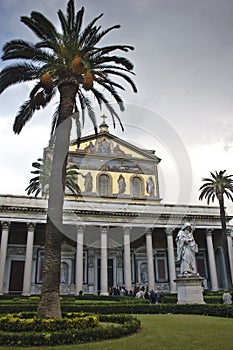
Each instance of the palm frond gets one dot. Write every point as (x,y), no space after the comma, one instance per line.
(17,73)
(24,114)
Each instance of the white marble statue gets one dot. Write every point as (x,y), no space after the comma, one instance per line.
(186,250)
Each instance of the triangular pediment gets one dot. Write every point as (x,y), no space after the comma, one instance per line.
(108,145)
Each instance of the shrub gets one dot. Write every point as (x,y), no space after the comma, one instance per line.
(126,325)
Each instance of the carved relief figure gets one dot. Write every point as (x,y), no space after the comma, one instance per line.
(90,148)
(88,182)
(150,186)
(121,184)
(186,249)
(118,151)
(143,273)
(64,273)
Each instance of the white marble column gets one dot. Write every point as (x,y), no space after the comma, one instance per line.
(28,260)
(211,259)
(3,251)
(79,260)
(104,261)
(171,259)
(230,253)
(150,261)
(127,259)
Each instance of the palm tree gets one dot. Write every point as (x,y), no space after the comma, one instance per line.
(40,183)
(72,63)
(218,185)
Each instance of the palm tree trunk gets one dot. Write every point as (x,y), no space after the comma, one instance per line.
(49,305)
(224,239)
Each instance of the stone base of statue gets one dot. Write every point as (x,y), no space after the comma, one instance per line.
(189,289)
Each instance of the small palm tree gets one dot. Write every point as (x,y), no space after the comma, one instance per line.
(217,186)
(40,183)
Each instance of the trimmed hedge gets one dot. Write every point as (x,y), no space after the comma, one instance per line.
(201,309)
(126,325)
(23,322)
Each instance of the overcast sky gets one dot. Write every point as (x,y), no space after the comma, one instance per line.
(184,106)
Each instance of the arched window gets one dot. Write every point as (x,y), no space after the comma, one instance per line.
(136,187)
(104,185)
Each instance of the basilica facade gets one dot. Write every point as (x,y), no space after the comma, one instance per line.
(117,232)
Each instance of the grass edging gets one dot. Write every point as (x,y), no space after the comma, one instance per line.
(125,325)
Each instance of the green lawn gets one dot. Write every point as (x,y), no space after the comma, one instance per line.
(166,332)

---

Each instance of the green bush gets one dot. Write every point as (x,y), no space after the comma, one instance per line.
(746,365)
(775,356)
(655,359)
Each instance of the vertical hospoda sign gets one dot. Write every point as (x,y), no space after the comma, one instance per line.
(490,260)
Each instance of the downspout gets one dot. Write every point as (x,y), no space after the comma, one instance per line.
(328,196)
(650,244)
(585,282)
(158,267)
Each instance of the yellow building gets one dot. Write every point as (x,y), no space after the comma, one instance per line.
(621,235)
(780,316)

...

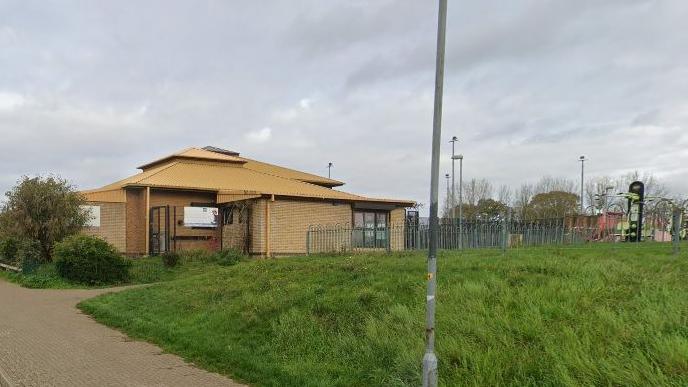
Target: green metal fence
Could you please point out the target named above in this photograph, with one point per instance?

Exercise requirements :: Restate word for word the entries above from the line with "Target: green metal fence" through the line with "Could you please", inclusive, leaving out everything else.

Answer ::
Target: green metal fence
Could you please point out the target named above in this photograph, with one point per instance?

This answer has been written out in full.